### Ketentuan Tugas
Menurut kutipan, sampai tahun berapa kontrak Elkan diperpanjang?

───── Kutipan ─────

Kebetulan, Elkan sendiri baru-baru ini menerima perpanjangan kontrak sampai tahun 2025 di klub kasta ketiga Liga Inggris. Alhasil, palang pintu berpostur tinggi besar itu masih akan lanjut bermain di Eropa.
Sementara itu, dengan usianya yang sudah menginjak 30 tahun, posisi Amat jelas kurang menguntungkan. Di sini, mencari klub dengan penawaran terbaik dan memberi kesempatan bermain reguler adalah prioritas.
Sekalipun itu di luar Eropa, Amat tetap berhak memilih, karena dialah yang bermain, bukan PSSI apalagi warganet yang menghujatnya. Lagipula, Johor Darul Takzim bukan pilihan buruk.

───── Data Analisis ─────

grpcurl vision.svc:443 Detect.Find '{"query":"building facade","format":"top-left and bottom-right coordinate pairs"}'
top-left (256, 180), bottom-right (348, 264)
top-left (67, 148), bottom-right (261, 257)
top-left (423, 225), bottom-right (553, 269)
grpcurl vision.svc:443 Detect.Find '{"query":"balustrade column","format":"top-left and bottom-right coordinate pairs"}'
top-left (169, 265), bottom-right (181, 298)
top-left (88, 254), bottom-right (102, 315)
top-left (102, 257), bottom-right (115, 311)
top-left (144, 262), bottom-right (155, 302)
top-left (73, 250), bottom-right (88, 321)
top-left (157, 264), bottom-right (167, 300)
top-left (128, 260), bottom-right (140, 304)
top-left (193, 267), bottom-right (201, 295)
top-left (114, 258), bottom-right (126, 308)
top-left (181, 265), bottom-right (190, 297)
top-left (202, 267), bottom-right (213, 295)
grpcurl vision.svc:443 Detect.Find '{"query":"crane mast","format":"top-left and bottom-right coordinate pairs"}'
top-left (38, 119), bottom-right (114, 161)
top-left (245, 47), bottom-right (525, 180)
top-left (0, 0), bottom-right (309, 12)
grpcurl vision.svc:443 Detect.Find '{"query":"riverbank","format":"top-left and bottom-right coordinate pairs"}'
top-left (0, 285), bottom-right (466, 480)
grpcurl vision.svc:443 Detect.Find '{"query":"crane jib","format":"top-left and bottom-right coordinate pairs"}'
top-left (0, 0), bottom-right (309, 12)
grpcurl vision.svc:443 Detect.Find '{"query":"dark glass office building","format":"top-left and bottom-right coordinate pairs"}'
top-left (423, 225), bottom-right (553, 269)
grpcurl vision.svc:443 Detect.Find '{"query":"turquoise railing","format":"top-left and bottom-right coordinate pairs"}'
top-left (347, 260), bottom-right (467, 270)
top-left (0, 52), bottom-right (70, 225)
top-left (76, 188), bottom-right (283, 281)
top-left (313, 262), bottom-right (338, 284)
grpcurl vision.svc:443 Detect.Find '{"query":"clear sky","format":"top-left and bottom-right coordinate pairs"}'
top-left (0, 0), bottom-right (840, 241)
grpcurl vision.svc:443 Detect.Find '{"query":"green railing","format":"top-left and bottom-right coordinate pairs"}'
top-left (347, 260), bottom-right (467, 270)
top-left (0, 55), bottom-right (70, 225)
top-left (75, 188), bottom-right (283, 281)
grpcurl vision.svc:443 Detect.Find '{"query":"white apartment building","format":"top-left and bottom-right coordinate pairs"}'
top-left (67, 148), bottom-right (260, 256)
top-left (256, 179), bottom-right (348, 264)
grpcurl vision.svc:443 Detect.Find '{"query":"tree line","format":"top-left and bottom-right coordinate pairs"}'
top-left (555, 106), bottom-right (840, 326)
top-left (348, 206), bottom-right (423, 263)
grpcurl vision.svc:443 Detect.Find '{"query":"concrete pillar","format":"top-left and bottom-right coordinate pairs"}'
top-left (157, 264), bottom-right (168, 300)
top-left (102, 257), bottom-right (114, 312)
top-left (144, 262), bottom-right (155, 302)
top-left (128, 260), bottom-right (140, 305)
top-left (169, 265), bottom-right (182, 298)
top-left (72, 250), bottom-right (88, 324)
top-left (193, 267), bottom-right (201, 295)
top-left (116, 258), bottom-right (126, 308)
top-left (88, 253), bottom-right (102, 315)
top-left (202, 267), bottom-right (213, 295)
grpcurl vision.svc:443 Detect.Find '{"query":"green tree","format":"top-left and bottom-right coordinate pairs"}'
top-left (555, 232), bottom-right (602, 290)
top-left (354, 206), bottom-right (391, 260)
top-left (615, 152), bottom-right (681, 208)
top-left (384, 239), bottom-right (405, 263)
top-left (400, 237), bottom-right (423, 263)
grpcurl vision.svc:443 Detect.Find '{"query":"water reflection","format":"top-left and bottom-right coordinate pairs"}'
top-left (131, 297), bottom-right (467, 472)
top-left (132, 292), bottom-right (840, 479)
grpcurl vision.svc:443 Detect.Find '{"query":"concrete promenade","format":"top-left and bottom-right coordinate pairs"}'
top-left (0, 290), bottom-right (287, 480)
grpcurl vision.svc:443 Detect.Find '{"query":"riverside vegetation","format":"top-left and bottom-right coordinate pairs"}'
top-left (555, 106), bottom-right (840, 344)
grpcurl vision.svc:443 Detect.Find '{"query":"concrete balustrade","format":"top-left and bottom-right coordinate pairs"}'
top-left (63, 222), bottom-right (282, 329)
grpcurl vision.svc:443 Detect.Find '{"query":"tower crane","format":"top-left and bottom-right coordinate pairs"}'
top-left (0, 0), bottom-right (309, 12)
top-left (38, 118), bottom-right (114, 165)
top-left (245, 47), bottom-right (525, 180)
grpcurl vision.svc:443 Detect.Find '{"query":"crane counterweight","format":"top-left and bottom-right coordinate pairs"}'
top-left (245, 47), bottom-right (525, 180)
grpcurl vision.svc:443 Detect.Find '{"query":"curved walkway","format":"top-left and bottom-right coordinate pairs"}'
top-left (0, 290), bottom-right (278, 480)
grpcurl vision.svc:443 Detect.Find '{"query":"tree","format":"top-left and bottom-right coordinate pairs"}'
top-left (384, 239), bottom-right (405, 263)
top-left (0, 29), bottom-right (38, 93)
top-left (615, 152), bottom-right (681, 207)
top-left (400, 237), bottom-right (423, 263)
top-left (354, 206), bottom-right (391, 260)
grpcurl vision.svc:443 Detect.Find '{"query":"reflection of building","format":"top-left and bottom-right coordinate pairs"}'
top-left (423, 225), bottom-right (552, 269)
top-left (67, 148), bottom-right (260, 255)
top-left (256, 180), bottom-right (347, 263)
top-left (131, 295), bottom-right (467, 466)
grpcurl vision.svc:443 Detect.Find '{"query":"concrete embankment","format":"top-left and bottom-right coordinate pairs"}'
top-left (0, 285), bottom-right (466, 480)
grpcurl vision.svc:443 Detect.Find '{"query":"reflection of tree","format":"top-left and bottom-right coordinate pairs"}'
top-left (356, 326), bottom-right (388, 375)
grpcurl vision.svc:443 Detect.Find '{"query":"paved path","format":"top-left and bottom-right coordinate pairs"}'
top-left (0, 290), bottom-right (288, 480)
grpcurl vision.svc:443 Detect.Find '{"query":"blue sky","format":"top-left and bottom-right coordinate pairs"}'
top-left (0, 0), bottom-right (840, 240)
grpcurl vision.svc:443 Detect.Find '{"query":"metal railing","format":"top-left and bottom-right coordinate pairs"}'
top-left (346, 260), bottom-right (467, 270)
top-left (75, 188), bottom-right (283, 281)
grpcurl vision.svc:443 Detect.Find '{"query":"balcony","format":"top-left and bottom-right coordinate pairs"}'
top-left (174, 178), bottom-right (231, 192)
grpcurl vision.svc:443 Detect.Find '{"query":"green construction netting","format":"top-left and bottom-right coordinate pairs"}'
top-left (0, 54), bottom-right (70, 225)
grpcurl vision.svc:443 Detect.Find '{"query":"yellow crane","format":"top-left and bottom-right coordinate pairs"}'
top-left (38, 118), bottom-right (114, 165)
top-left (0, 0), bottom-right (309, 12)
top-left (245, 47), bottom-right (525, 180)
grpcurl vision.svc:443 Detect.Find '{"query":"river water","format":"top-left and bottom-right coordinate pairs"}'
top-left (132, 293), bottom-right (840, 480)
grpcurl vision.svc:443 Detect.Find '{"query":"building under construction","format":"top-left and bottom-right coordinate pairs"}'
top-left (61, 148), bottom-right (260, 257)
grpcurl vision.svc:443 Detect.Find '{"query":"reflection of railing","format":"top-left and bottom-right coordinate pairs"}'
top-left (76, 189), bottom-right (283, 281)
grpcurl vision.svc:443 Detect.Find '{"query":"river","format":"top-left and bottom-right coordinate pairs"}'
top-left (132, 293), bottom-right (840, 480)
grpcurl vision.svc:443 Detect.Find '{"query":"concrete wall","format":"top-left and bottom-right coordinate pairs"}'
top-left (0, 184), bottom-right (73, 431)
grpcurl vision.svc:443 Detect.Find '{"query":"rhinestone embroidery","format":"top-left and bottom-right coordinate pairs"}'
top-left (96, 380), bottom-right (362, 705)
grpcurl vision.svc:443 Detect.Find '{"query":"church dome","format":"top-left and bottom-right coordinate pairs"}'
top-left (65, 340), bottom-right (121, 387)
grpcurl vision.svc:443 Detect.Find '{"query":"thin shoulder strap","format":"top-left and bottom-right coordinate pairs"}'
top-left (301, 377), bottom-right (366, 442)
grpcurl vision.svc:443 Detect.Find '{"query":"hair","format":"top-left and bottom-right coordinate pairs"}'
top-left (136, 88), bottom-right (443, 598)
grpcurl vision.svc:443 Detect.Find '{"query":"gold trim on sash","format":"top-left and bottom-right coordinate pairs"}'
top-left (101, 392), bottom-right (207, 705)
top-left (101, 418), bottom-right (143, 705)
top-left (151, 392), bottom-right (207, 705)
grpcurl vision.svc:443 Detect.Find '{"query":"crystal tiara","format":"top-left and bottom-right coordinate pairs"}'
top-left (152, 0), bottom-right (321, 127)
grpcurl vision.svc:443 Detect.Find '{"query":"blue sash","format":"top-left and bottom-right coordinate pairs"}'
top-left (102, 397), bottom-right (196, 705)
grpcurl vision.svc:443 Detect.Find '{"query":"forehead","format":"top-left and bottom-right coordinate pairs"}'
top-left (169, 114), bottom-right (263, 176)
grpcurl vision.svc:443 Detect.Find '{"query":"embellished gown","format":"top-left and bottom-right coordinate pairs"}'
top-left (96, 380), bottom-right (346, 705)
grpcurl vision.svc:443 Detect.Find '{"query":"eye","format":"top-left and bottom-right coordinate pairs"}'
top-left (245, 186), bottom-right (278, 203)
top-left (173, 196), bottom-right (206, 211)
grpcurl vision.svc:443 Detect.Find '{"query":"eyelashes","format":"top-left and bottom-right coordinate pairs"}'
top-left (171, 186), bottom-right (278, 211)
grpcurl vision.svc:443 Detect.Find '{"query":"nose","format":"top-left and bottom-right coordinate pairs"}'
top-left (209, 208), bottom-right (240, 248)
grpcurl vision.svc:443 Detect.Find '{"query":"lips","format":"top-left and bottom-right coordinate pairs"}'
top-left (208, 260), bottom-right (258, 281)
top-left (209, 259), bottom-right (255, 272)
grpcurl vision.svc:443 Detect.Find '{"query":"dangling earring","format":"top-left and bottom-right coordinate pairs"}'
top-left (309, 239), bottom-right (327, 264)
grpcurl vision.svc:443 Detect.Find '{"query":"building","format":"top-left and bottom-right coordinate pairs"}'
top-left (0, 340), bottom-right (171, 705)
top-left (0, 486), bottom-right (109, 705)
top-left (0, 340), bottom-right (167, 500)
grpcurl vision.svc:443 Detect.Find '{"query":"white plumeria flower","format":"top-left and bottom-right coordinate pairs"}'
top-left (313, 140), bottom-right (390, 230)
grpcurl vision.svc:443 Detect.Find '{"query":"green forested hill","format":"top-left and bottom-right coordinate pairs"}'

─────

### Jawaban Latihan
Kontrak Elkan diperpanjang sampai tahun 2025.